### Excerpted records
________________________________________

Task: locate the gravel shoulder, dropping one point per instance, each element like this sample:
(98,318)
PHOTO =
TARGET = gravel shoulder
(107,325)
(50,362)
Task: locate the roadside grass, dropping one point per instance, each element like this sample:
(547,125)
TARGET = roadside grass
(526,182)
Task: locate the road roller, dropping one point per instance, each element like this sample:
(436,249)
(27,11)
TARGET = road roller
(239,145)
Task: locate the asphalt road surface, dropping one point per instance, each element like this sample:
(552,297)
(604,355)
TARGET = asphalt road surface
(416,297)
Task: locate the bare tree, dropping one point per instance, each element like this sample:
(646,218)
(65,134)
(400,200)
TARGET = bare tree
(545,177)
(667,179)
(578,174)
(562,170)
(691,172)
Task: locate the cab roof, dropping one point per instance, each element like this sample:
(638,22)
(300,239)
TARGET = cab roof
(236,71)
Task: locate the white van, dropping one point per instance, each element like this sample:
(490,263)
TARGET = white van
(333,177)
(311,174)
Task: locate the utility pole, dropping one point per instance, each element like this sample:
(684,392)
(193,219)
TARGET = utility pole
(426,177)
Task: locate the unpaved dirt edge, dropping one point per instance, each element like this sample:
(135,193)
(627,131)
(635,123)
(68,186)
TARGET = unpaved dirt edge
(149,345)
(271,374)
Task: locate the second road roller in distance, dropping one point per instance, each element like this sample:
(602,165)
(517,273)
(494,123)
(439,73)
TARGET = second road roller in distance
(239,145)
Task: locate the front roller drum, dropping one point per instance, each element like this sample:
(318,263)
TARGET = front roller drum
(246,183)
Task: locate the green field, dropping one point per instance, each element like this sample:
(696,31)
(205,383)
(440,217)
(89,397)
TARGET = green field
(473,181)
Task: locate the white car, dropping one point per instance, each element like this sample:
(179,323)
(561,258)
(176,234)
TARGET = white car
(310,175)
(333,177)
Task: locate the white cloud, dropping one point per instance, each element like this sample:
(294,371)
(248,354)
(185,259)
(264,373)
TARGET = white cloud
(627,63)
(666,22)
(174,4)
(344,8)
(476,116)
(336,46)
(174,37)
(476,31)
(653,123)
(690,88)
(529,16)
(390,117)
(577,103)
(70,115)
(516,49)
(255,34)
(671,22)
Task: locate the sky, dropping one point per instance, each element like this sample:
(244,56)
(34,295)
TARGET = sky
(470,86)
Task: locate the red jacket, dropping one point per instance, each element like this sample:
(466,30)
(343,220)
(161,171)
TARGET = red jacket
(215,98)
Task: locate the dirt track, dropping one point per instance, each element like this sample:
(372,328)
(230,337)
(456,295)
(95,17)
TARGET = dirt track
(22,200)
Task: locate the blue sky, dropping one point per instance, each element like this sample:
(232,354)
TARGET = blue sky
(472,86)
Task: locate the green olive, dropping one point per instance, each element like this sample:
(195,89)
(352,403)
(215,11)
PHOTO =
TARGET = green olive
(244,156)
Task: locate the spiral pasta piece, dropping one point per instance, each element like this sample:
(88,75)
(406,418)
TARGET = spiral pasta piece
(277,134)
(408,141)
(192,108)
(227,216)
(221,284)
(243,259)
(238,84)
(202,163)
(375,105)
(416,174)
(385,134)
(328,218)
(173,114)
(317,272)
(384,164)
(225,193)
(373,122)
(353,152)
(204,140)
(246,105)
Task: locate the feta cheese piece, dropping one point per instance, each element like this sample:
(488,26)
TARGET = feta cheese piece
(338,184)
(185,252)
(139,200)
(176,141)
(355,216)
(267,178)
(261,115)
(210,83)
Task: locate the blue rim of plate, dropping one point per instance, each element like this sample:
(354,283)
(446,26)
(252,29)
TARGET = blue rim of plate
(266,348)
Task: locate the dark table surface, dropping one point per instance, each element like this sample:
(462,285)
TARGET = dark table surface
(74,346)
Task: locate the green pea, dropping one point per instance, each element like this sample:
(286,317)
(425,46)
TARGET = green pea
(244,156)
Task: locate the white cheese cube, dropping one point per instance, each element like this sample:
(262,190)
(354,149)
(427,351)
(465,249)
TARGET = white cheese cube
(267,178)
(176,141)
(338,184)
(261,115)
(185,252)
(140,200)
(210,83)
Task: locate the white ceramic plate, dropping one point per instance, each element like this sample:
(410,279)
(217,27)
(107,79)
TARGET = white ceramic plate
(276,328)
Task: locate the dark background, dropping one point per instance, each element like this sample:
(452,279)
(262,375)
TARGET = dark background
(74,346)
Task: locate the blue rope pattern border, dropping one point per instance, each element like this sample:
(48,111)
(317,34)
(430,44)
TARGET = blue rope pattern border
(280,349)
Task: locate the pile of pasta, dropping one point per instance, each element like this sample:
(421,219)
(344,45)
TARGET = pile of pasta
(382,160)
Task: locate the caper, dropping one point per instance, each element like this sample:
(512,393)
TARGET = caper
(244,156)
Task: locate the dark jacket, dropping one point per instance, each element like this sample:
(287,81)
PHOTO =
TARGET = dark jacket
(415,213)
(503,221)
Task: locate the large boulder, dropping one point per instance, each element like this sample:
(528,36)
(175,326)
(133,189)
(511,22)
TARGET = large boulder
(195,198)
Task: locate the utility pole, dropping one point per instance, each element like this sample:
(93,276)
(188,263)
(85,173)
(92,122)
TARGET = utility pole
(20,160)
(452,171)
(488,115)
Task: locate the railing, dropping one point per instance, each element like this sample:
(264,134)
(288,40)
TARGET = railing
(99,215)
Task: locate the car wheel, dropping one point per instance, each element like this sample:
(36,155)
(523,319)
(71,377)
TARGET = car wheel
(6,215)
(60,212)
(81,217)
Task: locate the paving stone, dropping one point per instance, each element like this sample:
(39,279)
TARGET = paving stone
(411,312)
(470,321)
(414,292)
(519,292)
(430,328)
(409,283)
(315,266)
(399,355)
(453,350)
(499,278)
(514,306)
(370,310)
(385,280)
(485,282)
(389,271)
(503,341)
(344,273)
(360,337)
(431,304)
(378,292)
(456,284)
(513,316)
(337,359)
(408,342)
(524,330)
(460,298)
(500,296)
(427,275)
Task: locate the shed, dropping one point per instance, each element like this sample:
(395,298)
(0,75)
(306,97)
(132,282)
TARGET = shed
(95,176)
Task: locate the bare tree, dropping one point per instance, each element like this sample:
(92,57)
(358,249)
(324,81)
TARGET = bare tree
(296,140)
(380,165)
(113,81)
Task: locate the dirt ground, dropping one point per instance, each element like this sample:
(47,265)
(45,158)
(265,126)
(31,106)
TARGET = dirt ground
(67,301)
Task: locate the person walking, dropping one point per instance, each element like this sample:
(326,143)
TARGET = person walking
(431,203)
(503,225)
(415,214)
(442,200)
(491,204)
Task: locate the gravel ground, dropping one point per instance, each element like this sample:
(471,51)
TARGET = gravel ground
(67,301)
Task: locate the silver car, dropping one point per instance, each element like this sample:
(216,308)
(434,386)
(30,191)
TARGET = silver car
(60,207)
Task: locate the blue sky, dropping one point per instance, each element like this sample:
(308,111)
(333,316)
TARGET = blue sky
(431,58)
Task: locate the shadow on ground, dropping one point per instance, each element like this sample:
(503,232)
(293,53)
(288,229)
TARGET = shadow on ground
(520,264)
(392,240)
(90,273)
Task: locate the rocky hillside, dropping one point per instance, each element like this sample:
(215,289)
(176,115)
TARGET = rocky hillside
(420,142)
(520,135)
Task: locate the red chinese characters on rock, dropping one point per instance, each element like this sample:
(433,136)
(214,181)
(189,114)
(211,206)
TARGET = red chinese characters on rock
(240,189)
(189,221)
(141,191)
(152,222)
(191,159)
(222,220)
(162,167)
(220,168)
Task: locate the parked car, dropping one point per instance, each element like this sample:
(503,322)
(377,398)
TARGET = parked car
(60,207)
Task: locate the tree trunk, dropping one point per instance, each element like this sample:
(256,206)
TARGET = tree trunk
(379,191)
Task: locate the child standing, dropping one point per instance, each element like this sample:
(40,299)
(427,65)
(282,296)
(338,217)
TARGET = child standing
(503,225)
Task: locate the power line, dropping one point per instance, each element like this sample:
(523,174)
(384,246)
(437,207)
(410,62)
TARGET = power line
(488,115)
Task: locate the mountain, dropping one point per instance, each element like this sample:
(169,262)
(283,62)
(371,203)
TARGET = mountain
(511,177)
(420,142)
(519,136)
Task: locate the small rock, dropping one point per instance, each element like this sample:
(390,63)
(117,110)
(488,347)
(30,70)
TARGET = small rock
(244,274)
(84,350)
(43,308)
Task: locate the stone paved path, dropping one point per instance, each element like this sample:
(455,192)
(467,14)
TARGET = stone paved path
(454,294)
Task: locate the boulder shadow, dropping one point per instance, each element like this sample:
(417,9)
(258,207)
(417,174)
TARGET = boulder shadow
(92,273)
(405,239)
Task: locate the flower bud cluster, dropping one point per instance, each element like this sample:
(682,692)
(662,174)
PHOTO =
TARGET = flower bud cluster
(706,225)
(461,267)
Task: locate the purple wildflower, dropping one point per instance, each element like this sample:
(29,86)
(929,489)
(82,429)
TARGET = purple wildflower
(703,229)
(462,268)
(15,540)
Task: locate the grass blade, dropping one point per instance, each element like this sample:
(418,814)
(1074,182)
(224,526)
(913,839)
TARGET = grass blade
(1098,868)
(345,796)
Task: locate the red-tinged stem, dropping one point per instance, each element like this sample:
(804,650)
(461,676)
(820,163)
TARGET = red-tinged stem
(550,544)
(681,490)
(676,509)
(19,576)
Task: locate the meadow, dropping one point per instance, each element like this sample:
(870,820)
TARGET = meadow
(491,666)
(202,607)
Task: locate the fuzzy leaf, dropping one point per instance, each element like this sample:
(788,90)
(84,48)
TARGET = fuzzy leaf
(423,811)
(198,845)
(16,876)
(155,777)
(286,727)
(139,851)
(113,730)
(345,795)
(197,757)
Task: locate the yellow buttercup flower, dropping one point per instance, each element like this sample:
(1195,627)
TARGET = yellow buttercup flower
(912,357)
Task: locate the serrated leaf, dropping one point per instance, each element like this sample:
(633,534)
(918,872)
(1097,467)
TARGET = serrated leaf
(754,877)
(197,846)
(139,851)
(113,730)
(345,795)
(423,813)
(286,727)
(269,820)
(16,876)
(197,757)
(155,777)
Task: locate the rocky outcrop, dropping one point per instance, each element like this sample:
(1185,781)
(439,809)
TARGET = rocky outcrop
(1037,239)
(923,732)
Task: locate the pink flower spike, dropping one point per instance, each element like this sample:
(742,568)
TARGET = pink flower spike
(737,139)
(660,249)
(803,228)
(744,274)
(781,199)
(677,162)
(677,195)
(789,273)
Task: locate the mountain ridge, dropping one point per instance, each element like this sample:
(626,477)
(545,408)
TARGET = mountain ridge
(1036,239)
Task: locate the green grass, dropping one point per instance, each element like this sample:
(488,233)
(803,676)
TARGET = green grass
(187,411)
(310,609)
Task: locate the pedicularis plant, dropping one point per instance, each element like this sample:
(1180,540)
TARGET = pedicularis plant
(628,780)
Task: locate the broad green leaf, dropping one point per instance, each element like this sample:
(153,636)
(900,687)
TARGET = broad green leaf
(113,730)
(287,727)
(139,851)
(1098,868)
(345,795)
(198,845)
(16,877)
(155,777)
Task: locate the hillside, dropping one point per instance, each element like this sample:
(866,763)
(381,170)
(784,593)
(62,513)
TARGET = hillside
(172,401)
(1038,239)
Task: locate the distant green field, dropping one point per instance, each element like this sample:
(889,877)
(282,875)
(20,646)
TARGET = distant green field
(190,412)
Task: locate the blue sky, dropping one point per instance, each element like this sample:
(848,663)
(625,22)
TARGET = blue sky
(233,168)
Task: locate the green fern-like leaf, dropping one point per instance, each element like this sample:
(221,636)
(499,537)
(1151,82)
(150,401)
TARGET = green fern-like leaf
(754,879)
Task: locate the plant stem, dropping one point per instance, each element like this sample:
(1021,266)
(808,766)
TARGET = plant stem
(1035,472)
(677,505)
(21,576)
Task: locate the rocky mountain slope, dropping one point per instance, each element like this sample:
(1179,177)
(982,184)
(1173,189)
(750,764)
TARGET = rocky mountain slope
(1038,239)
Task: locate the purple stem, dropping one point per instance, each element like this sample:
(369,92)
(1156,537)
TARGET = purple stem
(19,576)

________________________________________

Quote only the lines from the line containing "Task: locate the green grass, dropping" through the end of the entries, keeping the first and the last.

Task: locate the green grass, dropping one point per instance, each element like this sample:
(488,233)
(803,676)
TARGET = green grass
(187,411)
(310,609)
Task: locate the pedicularis plant, dropping one point per instance, each element like this sample:
(1180,540)
TARGET = pedicularis plant
(628,780)
Task: locate the broad green leaf, dropping one point per instance, each element like this sample:
(153,636)
(900,687)
TARGET = broad green leaf
(113,730)
(287,727)
(139,851)
(1098,868)
(345,795)
(198,845)
(16,877)
(155,777)
Task: locate the hillside, dropping one point per instance, each element like this sample:
(866,763)
(381,170)
(784,593)
(62,513)
TARGET = hillside
(172,401)
(1038,239)
Task: locate the distant green field, dropping one point per instance, each element like this sample:
(889,877)
(282,875)
(20,646)
TARGET = distant green field
(190,412)
Task: locate the blue sky, dropping one point per instance, each element like this sample:
(848,663)
(625,22)
TARGET = blue sky
(233,168)
Task: locate the green fern-like leaf, dropping one point per instance, each element like this sample:
(221,636)
(499,537)
(1151,82)
(150,401)
TARGET = green fern-like leaf
(754,879)
Task: locate the plant stem, dropping one point per instance, each element like this sample:
(1021,266)
(808,766)
TARGET = plant stem
(1035,472)
(677,505)
(21,576)
Task: locate the rocky mountain slope, dropping one point per instance, each element like this sample:
(1179,177)
(982,184)
(1173,189)
(750,764)
TARGET = rocky mountain slope
(1038,239)
Task: locate the purple stem, dropping one point per instance, each element like this sample:
(369,92)
(1156,537)
TARGET = purple stem
(19,576)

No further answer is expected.